>> start DATASET CONTENT
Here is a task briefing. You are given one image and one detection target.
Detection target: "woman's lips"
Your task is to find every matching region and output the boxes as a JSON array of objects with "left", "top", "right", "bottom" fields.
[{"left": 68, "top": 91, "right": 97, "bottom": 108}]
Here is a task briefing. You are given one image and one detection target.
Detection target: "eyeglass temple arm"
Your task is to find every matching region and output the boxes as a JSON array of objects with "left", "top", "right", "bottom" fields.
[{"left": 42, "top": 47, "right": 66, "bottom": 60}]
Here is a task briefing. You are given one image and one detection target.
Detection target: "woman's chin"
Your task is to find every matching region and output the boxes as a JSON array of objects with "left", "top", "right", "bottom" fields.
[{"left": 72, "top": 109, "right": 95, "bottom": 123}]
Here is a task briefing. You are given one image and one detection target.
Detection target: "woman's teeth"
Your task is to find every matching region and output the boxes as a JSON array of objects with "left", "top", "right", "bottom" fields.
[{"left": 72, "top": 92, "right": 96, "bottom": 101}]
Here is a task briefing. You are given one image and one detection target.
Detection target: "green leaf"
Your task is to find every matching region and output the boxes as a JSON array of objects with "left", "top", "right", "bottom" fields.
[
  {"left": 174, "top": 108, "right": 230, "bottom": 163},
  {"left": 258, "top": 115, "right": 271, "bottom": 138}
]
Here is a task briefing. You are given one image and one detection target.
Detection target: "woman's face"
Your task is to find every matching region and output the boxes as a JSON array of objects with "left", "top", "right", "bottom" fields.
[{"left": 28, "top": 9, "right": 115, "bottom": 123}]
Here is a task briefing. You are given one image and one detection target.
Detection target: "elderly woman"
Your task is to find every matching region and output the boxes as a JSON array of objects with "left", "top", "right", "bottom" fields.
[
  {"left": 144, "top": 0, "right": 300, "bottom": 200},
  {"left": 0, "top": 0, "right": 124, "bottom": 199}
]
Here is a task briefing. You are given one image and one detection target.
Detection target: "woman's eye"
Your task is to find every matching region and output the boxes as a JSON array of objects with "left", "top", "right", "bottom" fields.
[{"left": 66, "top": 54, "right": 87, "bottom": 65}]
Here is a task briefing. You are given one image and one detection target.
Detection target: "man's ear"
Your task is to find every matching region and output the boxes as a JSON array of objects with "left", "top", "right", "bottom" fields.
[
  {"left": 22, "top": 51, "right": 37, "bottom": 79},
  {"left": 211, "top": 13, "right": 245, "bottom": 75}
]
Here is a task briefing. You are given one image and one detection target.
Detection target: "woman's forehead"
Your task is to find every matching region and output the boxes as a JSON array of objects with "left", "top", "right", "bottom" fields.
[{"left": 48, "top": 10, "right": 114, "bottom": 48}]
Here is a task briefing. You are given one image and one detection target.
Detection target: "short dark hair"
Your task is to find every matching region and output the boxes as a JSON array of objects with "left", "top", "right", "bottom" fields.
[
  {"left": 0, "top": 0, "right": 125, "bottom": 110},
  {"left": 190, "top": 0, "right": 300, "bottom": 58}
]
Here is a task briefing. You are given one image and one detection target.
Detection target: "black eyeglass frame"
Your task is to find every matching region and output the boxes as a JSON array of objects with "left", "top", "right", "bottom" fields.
>> end DATASET CONTENT
-- STATED EXERCISE --
Report each line of the listing above that contains the string "woman". Case counts.

-- THE OUTPUT --
Detection target: "woman's lips"
Detection target: "woman's chin"
Detection target: "woman's teeth"
Detection target: "woman's face"
Detection target: "elderly woman"
Detection target: "woman's eye"
Detection target: "woman's forehead"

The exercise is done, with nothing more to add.